Annotation dataset entries
---------------
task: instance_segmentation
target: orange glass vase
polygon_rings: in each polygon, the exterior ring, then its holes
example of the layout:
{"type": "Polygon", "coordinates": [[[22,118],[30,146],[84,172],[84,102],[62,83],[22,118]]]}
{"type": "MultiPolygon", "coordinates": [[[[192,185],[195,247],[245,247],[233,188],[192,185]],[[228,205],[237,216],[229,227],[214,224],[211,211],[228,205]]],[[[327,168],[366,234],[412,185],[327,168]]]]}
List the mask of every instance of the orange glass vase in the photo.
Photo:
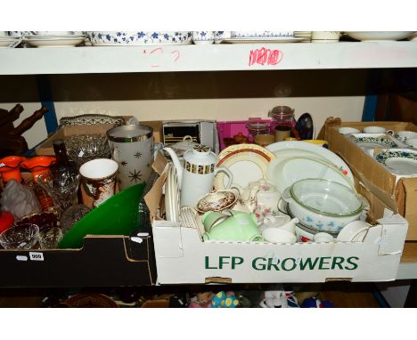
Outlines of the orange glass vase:
{"type": "Polygon", "coordinates": [[[0,174],[4,183],[12,179],[21,182],[20,167],[24,160],[26,160],[26,158],[21,156],[6,156],[0,159],[0,174]]]}
{"type": "Polygon", "coordinates": [[[36,156],[32,158],[27,158],[21,162],[20,166],[23,169],[30,171],[33,180],[37,181],[37,176],[45,171],[49,171],[51,166],[55,164],[55,158],[53,156],[36,156]]]}
{"type": "Polygon", "coordinates": [[[51,166],[55,164],[53,156],[36,156],[21,162],[20,166],[32,174],[33,179],[27,182],[27,185],[33,190],[39,201],[42,211],[55,212],[55,205],[51,196],[37,183],[39,174],[49,172],[51,166]]]}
---------------
Written problem
Omit all pictures while transcribing the entries verbatim.

Answer to this task
task: instance_segmentation
target: orange glass vase
polygon_rings: in each polygon, the exterior ring, then its holes
example of the layout:
{"type": "Polygon", "coordinates": [[[22,118],[30,146],[84,172],[84,102],[62,83],[22,118]]]}
{"type": "MultiPolygon", "coordinates": [[[[192,185],[195,247],[245,247],[233,188],[192,185]],[[228,205],[237,216],[229,227],[214,224],[211,211],[228,205]]],[[[327,168],[366,234],[412,185],[327,168]]]]}
List the mask of every instance of the orange glass vase in the photo.
Photo:
Outlines of the orange glass vase:
{"type": "Polygon", "coordinates": [[[0,174],[4,183],[12,179],[21,182],[20,167],[24,160],[26,160],[26,158],[21,156],[6,156],[0,159],[0,174]]]}
{"type": "Polygon", "coordinates": [[[36,156],[32,158],[27,158],[21,162],[20,166],[23,169],[30,171],[33,180],[37,181],[37,176],[45,171],[49,171],[51,166],[55,164],[55,158],[53,156],[36,156]]]}
{"type": "Polygon", "coordinates": [[[51,166],[55,164],[53,156],[36,156],[21,162],[20,166],[32,174],[33,179],[27,182],[27,185],[33,190],[39,201],[42,211],[55,212],[55,205],[51,196],[37,183],[39,174],[49,172],[51,166]]]}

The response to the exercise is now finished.